WORK TO BE COMPLETED | Convert the lines below into a numbered list, leaving out any blank lines.
BEGIN
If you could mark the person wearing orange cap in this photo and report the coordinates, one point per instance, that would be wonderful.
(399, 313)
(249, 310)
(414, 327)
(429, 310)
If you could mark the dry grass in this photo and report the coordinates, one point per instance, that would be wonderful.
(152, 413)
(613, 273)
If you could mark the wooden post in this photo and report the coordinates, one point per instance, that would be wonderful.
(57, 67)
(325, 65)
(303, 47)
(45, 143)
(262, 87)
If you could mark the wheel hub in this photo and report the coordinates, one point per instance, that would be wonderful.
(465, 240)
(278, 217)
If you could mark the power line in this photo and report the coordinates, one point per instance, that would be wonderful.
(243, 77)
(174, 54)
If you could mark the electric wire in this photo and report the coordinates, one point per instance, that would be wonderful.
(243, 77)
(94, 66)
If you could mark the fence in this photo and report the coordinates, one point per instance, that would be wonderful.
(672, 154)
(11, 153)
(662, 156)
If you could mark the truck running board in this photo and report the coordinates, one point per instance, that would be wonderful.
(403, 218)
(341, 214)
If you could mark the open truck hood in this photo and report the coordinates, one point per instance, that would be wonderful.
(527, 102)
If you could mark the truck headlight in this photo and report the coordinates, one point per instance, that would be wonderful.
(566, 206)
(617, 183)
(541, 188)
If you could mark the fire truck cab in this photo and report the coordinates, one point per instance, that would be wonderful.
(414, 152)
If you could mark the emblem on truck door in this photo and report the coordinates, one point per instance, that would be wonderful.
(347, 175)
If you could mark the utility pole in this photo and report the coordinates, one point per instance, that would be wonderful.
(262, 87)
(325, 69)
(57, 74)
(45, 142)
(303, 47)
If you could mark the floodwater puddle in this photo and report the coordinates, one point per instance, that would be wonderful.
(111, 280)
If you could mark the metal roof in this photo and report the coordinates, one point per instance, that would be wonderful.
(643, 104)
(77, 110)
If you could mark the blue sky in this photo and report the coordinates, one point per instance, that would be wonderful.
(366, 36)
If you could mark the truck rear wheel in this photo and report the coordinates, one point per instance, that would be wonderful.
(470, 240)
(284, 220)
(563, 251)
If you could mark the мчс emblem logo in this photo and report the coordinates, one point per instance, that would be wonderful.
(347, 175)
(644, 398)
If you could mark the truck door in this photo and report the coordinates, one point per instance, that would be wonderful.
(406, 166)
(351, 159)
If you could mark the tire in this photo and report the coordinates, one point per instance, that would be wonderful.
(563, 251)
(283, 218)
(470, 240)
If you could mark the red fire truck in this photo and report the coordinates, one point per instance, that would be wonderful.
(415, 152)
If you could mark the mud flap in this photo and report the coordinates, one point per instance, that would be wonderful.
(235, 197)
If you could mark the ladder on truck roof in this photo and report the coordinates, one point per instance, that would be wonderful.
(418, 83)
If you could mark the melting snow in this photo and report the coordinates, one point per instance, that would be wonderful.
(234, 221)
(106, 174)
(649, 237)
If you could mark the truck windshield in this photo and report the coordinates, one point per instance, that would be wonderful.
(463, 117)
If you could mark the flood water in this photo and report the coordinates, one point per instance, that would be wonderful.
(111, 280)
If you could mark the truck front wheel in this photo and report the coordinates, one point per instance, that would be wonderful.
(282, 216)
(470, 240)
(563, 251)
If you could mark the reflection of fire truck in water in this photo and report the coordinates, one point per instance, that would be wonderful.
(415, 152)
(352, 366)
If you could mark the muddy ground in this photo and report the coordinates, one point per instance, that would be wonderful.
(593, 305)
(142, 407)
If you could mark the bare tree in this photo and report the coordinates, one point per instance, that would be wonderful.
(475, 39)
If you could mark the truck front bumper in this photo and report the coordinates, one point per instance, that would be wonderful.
END
ANSWER FOR THE TASK |
1. If you could mark the person wearing orange cap in this photo and report the coordinates, one point per instance, that would be wonderful.
2. (399, 313)
3. (249, 310)
4. (414, 327)
5. (429, 310)
6. If you could mark the dry grass in this photo and report the coordinates, one point per instance, that would be wonderful.
7. (152, 413)
8. (613, 273)
9. If you could mark the wooden post in this photo and report the coordinates, one point per instance, that would be wonderful.
10. (57, 67)
11. (325, 65)
12. (303, 47)
13. (45, 143)
14. (262, 87)
15. If you could mark the wheel hub in this photo and report the coordinates, one point per instance, that would be wonderful.
16. (465, 240)
17. (278, 217)
18. If you could mark the power line in this photo and report the coordinates, one point per instance, that would be wonderful.
19. (243, 77)
20. (174, 54)
21. If you could mark the electric wire in this photo and report the coordinates, one point per instance, that would be wonderful.
22. (243, 77)
23. (94, 66)
24. If you could mark the fence in this photo and report the coordinates, one point per instance, that would be wonderful.
25. (672, 154)
26. (11, 153)
27. (662, 156)
28. If you could mark the truck running board in this photo and report the coordinates, one point per instance, that would be wonderful.
29. (403, 218)
30. (341, 214)
31. If you could mark the open truck hood in this photo and report the coordinates, one point per instance, that would be wonderful.
32. (527, 102)
33. If you could mark the truck headlight in this photo and report the coordinates, one point per instance, that would be wonderful.
34. (566, 206)
35. (617, 183)
36. (541, 188)
37. If you could mark the fire truck cab in this photo and report the coordinates, one point per instance, that would be wonderful.
38. (414, 152)
39. If you could mark the emblem on truck door in this photo and report the coordinates, one point per instance, that would be wonderful.
40. (347, 175)
41. If you could mark the utility pole in this photo and report the coordinates, one point per instance, that would be wonderful.
42. (262, 87)
43. (325, 69)
44. (57, 74)
45. (45, 142)
46. (303, 47)
47. If you could mark the floodwater puddle in this photo and report the coordinates, one point per instance, that would be wonderful.
48. (111, 280)
49. If you could mark the metal roof in this photo and report the coordinates, one point per instance, that would be wonderful.
50. (643, 104)
51. (77, 110)
52. If you could mark the blue sky in this photo and report the coordinates, one point per instance, that would be wonderful.
53. (366, 36)
54. If you could mark the truck rear wheel in this photo and report the coordinates, one point per instance, that would be wonderful.
55. (470, 240)
56. (284, 220)
57. (563, 251)
58. If you could mark the мчс emblem logo in this photo and report the coordinates, one point per instance, that would be wonderful.
59. (347, 175)
60. (644, 398)
61. If you could mark the truck door in this photo and report the coordinates, one point per instance, that would be wonderful.
62. (406, 166)
63. (351, 159)
64. If you could mark the tire in this photo and report the coordinates, one point per instance, that would be wonderful.
65. (563, 251)
66. (283, 218)
67. (470, 240)
68. If you could mark the red fire truck in this photo and report the coordinates, one point per instance, that would be wonderful.
69. (415, 152)
70. If you could mark the mud flap in this photo and report the coordinates, one point per instance, that would be wonderful.
71. (235, 197)
72. If you could mark the ladder on truck roof in this photo and report the coordinates, one point per instance, that would be wonderful.
73. (418, 83)
74. If you could mark the melting snow in this photo and report the coordinates, one point per instance, that would be wonderful.
75. (234, 221)
76. (106, 174)
77. (649, 237)
78. If you could mark the truck windshield in this photo and report the coordinates, one point per instance, that would be wonderful.
79. (463, 117)
80. If you could mark the flood water in this photo and report the coordinates, one point per instance, that would be wonderful.
81. (111, 280)
82. If you could mark the truck front wheel in this photo and report the coordinates, one point per instance, that would be wonderful.
83. (282, 216)
84. (470, 240)
85. (563, 251)
86. If you could mark the reflection of fire truck in water in this photo and report the coordinates, one point per instance, that would be wonderful.
87. (415, 152)
88. (352, 366)
89. If you could mark the muddy ground in this photo and report the coordinates, one point per instance, that would be wonderful.
90. (593, 305)
91. (142, 407)
92. If you could mark the bare tree in this photo and report the coordinates, one point per instance, that would be wonderful.
93. (475, 39)
94. If you could mark the truck front bumper in this photo and report the coordinates, one point per instance, that would be wonderful.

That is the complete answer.